— Pointing dataset excerpts —
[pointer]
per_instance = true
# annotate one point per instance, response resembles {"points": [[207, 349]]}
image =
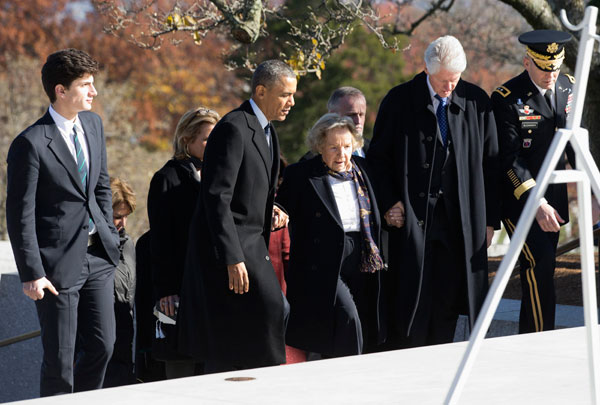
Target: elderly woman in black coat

— EXERCISE DIRECTIONS —
Could you repeat the listing above word for word, leaving out the picture?

— OUTPUT OF THE TASK —
[pointer]
per_instance = true
# annotate one point per instance, response resembles {"points": [[207, 349]]}
image =
Target: elderly woman in black coat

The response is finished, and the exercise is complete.